■ PROVIDED RECORDS
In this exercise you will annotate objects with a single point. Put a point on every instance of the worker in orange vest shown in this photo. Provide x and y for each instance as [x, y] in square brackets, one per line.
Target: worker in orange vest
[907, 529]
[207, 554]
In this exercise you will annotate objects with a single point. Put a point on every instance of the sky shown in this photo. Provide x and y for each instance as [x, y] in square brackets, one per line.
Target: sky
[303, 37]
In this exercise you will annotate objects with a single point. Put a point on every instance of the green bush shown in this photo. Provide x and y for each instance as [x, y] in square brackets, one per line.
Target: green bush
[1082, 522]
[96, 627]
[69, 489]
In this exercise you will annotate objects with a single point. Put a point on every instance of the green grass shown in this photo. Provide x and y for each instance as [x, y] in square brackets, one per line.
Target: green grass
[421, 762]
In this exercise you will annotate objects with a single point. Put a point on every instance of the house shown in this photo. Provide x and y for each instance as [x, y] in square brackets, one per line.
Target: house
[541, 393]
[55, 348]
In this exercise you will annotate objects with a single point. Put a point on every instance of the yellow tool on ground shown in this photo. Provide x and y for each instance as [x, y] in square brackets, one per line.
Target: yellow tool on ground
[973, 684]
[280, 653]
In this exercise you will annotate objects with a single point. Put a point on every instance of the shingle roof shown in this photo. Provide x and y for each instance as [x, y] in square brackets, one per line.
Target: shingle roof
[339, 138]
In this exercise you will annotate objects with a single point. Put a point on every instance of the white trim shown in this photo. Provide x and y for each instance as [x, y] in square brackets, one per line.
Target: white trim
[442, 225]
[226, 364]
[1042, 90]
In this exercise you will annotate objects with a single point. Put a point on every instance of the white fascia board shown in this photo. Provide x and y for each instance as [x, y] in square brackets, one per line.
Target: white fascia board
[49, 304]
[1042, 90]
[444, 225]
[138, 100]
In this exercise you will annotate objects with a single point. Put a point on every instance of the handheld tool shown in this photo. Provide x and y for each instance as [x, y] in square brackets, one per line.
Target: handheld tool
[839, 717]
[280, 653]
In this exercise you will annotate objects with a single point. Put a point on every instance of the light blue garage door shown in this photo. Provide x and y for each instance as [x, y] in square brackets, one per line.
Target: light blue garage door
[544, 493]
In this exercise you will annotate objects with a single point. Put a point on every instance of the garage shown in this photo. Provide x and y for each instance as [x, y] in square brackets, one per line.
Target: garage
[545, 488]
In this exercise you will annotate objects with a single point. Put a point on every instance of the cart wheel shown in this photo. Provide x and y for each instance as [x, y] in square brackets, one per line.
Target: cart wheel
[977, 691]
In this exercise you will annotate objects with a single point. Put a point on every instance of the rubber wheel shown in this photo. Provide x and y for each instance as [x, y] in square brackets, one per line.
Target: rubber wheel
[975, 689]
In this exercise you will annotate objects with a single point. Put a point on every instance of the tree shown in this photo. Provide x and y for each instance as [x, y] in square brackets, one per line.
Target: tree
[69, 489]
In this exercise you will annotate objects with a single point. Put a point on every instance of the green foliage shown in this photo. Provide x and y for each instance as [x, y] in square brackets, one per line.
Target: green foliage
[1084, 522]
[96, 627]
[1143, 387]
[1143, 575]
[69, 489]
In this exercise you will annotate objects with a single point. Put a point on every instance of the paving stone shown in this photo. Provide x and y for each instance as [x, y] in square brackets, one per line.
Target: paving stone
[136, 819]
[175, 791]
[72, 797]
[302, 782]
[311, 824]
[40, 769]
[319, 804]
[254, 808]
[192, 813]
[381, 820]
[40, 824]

■ PROBLEM STATEMENT
Copy all of the records above again, word for word.

■ FINAL ANSWER
In this exercise you will annotate objects with a single point. Put a point on every instance of the worker in orange vest shown in this photo. Provide x and y for each instance as [x, y] in square brackets, one per line.
Target: worker in orange vest
[907, 529]
[207, 554]
In this exercise you will annotate objects with a single point. Put a point on every instance of the sky shown in this photo. Provide x and y for each instance as [x, y] in square brackets, one per line.
Target: sky
[303, 37]
In this exercise you will annotate objects with a single point. Put a point on every instance of the green bush shown in this photo. Provide x and y for each instance as [x, y] in square brackets, one per line.
Target: green bush
[1082, 522]
[96, 627]
[69, 489]
In this exercise you will annotate objects with a single point. Put a point on every instance of the green grass shown in this photo. Provide x and y for each instance as [x, y] in square brackets, one per line.
Target: green grass
[421, 762]
In this exercise you will annotate objects with a single point. Put a point on every instance of the house shown in this photo. Provide x and y for each instance as [x, y] in square brackets, one per line.
Target: house
[541, 393]
[55, 348]
In this exercise you will annotate objects with a single point. Put a point on every instance of the yellow tool on ground shown in this photo. Provide x and y for each instance as [x, y] in square brackets, one per line.
Target: yellow tool on ground
[973, 684]
[280, 653]
In this exercise you will annotate objects with a single point. Put a point on every instance of the shingle roof shown in this photo. Provide x and y for each instance as [x, y] in square brackets, one per line.
Target: shingle roof
[339, 138]
In this exercise you will annotate objects with a single point. Put a point on every instance of the white trim shown in this photo. Provide x and y for each instance as [x, y] in square brackets, one per line.
Target: white trim
[442, 225]
[226, 364]
[1042, 90]
In this exercise you will annotate objects with a single point. Put a point on every instance of the white fascia board shown in this photo. Provide x and y for each instance as [x, y] in square brackets, one per line.
Target: white fascia board
[49, 304]
[1042, 90]
[444, 225]
[138, 100]
In this exercise you will annotate objects with a single point. Put a point on every instance of the handheld tool shown in this photo. Provide x and y for each instance as [x, y] in square brackets, one per line.
Target: handheld tool
[839, 717]
[280, 653]
In this exercise you will annotate objects with a single point. Put a point on every instance of the light blue garage door shown in this photo. Provide x and y for each instance as [x, y] in square brackets, one per line.
Target: light blue garage door
[544, 493]
In this exercise you will annotate objects with a single point. Put a point on every instance of the garage shown in this photo. Provide x and y for each instance as [x, y] in square brackets, one per line.
Target: garage
[545, 488]
In this exercise you will annotate objects with a single point. Put a point on every instance of the cart wheel shown in this photo. Provide x and y for each instance as [x, y] in square brackets, one per line.
Target: cart wheel
[977, 691]
In this exercise you will annotate objects with a single point. Put a point on every instance of the rubber wheel shown in this photo. Provide x and y for each instance as [x, y] in square brackets, one per line.
Target: rubber wheel
[975, 689]
In this exercise you will annotate objects with a single point. Put a point on every instance of the tree shown in this photo. Provide x and y for each instance as [x, y] in square brackets, one per line.
Target: tree
[69, 489]
In this exercise you will annotate objects with a single point. Put a point on every instance of the green foliage shown in this photo. Provide x and y for each instance as [x, y] in square brackets, one per line.
Target: green foliage
[1084, 522]
[96, 627]
[1143, 387]
[1143, 575]
[69, 489]
In this exercise you will annotate objects with a single point. Put a point on every instance of the paving stone shown in this photo. Provide x and y for each instance as [x, y] in square brackets, one per line.
Target: paving stone
[136, 819]
[175, 791]
[72, 797]
[302, 782]
[311, 824]
[40, 769]
[319, 804]
[254, 808]
[192, 813]
[381, 820]
[40, 824]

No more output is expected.